§ **WHAT YOU HAVE TO DO**
Each line in the entries that has the word "woman" has to be copied.

§ **AVAILABLE DATA**
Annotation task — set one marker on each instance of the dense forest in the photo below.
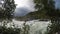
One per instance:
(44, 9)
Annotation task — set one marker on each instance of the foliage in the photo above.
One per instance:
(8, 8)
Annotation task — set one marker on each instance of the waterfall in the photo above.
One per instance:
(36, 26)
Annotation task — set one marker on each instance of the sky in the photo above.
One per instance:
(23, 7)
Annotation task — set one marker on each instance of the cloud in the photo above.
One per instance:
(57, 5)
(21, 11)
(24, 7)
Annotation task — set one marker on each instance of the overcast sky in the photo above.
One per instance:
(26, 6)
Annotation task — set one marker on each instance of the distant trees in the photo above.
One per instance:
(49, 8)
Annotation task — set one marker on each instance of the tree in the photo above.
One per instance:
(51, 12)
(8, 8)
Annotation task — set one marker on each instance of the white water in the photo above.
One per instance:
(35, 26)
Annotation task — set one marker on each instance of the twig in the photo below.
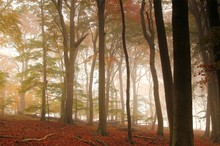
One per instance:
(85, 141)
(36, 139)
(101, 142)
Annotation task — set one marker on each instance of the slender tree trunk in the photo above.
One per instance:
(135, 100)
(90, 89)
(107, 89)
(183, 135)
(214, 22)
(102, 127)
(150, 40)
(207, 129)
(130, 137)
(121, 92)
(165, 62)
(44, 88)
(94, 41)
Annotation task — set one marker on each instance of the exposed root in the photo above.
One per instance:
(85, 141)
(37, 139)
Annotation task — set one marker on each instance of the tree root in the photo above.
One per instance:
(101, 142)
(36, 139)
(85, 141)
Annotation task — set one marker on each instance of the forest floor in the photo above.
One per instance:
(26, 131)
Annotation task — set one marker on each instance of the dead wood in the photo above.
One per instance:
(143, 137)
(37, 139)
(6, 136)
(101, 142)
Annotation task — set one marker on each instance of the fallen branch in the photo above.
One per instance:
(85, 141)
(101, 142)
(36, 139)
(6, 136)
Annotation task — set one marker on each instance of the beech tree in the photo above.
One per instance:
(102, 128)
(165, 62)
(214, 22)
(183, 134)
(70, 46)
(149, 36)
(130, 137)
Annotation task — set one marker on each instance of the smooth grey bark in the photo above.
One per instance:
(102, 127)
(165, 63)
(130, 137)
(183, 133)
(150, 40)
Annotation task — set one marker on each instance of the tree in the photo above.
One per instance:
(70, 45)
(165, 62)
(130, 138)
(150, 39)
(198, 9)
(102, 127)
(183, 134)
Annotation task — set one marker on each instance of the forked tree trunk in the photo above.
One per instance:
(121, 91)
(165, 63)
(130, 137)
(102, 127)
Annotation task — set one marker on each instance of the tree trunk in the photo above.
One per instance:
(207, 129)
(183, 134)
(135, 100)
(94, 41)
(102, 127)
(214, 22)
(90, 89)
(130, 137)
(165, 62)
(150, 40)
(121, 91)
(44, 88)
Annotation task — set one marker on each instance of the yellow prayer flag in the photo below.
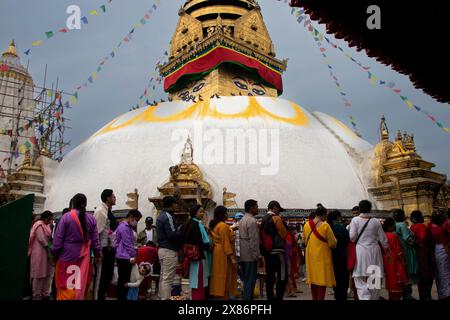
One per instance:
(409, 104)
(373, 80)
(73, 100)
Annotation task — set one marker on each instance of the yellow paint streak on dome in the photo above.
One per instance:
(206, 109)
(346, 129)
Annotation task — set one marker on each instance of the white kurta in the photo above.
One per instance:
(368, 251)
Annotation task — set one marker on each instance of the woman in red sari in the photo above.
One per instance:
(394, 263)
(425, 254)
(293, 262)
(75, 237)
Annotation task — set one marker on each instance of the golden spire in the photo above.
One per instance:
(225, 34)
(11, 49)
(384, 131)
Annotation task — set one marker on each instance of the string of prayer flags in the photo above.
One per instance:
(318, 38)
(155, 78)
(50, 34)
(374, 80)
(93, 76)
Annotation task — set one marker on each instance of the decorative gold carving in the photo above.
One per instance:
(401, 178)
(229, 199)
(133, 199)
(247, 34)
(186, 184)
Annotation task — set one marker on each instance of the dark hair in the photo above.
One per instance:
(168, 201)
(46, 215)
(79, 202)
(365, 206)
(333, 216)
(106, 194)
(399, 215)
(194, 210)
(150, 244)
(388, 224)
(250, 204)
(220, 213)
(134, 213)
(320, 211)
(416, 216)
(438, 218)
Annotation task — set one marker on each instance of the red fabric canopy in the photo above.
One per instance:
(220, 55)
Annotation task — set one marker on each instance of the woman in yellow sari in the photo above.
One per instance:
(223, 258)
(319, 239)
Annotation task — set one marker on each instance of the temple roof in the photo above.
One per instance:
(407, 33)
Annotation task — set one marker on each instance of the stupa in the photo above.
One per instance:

§ **ANSWER TO THE PROBLEM**
Annotation task — set one marker on each instance of the woman in red sari in the photo above.
Annotation task — set one marker on each instance of the woman in yellow sari in the photo above.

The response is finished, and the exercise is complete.